Raw data:
== Segment start ==
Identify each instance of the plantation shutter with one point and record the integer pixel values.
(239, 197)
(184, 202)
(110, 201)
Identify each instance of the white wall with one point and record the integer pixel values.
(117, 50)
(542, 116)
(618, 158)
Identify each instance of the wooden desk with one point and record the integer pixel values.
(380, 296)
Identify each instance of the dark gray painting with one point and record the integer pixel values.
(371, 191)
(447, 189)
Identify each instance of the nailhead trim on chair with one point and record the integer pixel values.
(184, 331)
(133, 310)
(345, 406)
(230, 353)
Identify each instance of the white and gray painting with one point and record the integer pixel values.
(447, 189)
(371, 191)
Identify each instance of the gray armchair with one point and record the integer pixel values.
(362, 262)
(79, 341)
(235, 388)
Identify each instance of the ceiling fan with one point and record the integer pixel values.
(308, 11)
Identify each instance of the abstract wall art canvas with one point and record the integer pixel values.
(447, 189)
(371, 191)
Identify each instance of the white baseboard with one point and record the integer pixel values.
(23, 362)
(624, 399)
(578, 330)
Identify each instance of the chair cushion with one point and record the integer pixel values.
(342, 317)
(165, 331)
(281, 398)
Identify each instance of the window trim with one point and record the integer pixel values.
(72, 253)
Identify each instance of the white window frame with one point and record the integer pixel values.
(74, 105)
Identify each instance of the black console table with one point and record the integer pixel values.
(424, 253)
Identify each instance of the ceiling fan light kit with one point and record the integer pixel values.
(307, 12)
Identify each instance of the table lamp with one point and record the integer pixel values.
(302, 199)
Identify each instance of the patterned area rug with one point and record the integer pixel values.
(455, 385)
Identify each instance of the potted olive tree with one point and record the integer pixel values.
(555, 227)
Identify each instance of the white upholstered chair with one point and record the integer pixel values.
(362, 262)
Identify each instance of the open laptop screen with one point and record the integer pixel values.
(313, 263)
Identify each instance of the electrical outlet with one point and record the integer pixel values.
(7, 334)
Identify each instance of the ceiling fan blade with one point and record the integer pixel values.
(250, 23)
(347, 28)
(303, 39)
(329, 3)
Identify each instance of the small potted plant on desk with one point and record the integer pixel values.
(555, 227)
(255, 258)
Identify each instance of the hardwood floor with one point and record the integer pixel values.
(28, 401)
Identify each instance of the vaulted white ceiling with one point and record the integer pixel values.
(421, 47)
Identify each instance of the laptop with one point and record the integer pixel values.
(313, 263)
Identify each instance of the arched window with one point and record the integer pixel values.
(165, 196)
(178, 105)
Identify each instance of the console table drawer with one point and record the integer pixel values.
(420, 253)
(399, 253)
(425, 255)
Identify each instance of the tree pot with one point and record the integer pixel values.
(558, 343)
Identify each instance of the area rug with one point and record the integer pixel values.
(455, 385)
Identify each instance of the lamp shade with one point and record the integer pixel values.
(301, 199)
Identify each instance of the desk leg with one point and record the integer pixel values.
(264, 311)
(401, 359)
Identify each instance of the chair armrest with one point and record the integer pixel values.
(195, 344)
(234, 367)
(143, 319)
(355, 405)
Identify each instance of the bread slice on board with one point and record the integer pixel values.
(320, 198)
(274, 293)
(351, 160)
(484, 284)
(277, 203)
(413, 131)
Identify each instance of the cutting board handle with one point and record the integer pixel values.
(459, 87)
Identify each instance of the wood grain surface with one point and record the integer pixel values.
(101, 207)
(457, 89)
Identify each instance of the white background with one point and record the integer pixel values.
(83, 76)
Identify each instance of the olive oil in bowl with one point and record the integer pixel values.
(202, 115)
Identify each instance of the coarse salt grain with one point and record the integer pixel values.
== Segment end ==
Problem details:
The listing above should be repeated in its entirety, unchanged.

Exercise result:
Identify each instance of the plantation shutter with one point and record the integer pixel values.
(239, 197)
(184, 202)
(110, 201)
Identify each instance of the white wall with one point and record the integer pixel values.
(117, 50)
(542, 116)
(618, 158)
Identify each instance of the wooden desk with one point and record the integer pixel values.
(380, 296)
Identify each instance of the dark gray painting with one point and record the integer pixel values.
(371, 191)
(447, 189)
Identify each instance of the nailhead trim on chair with one point and record the integer pixel values.
(184, 331)
(133, 310)
(345, 406)
(230, 353)
Identify each instance of the white and gray painting with one point and record the integer pixel values.
(447, 189)
(371, 191)
Identify each instance of the gray armchair with one point and record the integer pixel values.
(362, 262)
(79, 341)
(235, 388)
Identify each instance of the ceiling fan with one point and record the integer pixel values.
(308, 11)
Identify each instance of the abstract wall art canvas with one point and record the integer pixel values.
(447, 189)
(371, 191)
Identify each instance of the white baseboard with one point and record the integer pixel values.
(23, 362)
(624, 399)
(578, 330)
Identify each instance of the chair cushion with one point and record the integer pixel values.
(342, 317)
(165, 331)
(281, 398)
Identify each instance of the window trim with one point and record the integer pixel values.
(72, 253)
Identify each instance of the white window frame with one point and record the integer pixel values.
(74, 105)
Identify each instance of the black console table with one point and record the integer pixel values.
(424, 253)
Identify each instance of the ceiling fan light kit with one point and record the integer pixel values.
(307, 12)
Identify each instance of the table lamp with one point and record the integer pixel values.
(302, 199)
Identify each instance of the patterned area rug with one point and record the integer pixel values.
(455, 385)
Identify each instance of the potted olive tree with one point and record the integer pixel values.
(555, 227)
Identify each instance of the white upholstered chair with one point and record the integer pixel values.
(362, 262)
Identify each instance of the open laptop screen with one point and record the integer pixel values.
(313, 263)
Identify each instance of the electrical outlet with one point and record the integer pixel values.
(7, 334)
Identify each instance of the ceiling fan blade with one point and record the integer pixel values.
(250, 23)
(347, 28)
(303, 39)
(329, 3)
Identify each instance of the small potted plant on desk with one point and record the integer pixel values.
(555, 227)
(255, 258)
Identify each instance of the hardwood floor with one point and record the integer pixel values.
(28, 401)
Identify each instance of the vaulted white ceiling with one point and record the integer pixel values.
(421, 47)
Identify each instance of the laptop with one point and record the integer pixel values.
(313, 263)
Identify each instance of the arched window with one point and record the integer pixel values.
(165, 196)
(178, 105)
Identify each instance of the console table drawer with one point and record the integer pixel values.
(420, 253)
(399, 253)
(425, 255)
Identify each instance of the tree pot with one point and record the integer pixel values.
(558, 343)
Identify each instance of the area rug with one point and record the integer pixel values.
(455, 385)
Identify each instance of the lamp shade with one point and record the integer pixel values.
(301, 199)
Identify each instance of the desk leg with one point and record the integer pixel values.
(264, 311)
(401, 359)
Identify each instance of the chair armrest with one point and record the integer pixel values.
(195, 344)
(234, 367)
(143, 319)
(355, 405)
Identify each instance of the bread slice on board with one point and record the integer pixel values.
(320, 198)
(274, 293)
(351, 160)
(484, 284)
(277, 203)
(413, 131)
Identify each instance of the cutting board handle with one point and record the integer pixel values.
(459, 87)
Identify each instance of the wood grain surface with one point and record the integer pixel values.
(101, 207)
(457, 89)
Identify each instance of the white background with one point and record the integer pixel values.
(83, 76)
Identify each instance of the olive oil in bowl with one point and record the integer pixel values.
(202, 115)
Identify each instance of the coarse salt grain with one point and record the integer pixel values.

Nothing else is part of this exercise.